What to work on
Copy out all the collection entries below, renaming "positive clicks" to "foreground clicks" wherever it occurs and leaving everything else as it is.

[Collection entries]
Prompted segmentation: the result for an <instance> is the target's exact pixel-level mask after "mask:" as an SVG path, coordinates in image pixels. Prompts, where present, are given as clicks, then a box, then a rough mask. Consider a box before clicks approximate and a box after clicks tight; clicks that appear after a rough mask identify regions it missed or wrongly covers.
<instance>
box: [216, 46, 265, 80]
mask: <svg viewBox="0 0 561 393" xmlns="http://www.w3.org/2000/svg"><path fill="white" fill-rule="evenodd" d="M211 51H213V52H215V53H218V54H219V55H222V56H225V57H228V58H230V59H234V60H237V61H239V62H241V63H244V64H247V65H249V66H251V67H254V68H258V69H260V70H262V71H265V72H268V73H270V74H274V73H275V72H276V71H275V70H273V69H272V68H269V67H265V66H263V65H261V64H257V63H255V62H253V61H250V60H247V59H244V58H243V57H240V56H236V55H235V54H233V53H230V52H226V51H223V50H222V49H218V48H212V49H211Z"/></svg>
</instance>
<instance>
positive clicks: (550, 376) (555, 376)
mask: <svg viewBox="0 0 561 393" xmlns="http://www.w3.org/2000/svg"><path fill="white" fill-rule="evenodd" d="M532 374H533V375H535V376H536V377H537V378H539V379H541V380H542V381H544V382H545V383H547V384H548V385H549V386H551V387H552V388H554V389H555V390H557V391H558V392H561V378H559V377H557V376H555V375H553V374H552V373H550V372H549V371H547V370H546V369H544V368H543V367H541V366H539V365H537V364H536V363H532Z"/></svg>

Answer section
Prompted segmentation: the result for an <instance> is the target's exact pixel-level mask after "mask:" as an SVG path, coordinates in image pixels. Prompts, where present, are given as clicks, then a box, then a rough mask. Consider a box before clicks approximate and a box after clicks tight; clicks that appear after a rough mask identify regions it missed or wrongly covers.
<instance>
box: [216, 46, 265, 80]
mask: <svg viewBox="0 0 561 393" xmlns="http://www.w3.org/2000/svg"><path fill="white" fill-rule="evenodd" d="M211 51H213V52H215V53H218V54H219V55H222V56H225V57H228V58H230V59H234V60H237V61H239V62H241V63H244V64H247V65H249V66H251V67H254V68H258V69H260V70H262V71H265V72H268V73H270V74H274V73H275V72H276V71H275V70H273V69H272V68H269V67H265V66H263V65H261V64H257V63H255V62H253V61H250V60H247V59H244V58H243V57H240V56H236V55H235V54H233V53H230V52H226V51H223V50H222V49H218V48H212V49H211Z"/></svg>
</instance>
<instance>
foreground clicks: (550, 376) (555, 376)
mask: <svg viewBox="0 0 561 393" xmlns="http://www.w3.org/2000/svg"><path fill="white" fill-rule="evenodd" d="M532 374H533V375H535V376H536V377H537V378H539V379H541V380H542V381H544V382H545V383H547V384H548V385H549V386H551V387H552V388H554V389H555V390H557V391H558V392H561V378H559V377H557V376H555V375H553V374H552V373H550V372H549V371H547V370H546V369H544V368H543V367H541V366H539V365H537V364H536V363H532Z"/></svg>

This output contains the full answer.